_STORED DATA_

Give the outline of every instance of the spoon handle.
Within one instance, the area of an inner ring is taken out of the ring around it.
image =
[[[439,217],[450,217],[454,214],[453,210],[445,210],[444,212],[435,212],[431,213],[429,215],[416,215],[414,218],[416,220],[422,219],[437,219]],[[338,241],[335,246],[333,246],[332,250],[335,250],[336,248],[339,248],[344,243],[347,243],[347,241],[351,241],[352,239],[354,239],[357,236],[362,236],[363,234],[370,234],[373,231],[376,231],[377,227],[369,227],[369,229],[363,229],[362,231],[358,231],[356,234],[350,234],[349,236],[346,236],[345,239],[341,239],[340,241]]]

...

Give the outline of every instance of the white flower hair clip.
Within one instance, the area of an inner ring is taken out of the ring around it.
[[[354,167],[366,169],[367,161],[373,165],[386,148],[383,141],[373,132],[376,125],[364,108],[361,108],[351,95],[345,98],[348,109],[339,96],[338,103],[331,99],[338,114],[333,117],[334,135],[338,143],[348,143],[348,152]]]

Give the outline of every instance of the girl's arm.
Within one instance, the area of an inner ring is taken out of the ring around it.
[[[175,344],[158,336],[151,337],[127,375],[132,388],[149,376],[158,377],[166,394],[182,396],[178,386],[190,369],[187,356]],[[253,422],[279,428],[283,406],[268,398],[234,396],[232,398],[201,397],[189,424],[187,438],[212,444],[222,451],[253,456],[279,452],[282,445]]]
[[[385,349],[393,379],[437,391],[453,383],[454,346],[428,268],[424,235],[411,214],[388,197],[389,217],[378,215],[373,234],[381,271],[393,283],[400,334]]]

_WHAT IS BEING ASKED_
Count the lines in the entries above that contain the string "outline", treating uppercase and lowercase as different, and give only the number.

_OUTPUT OF THE TASK_
3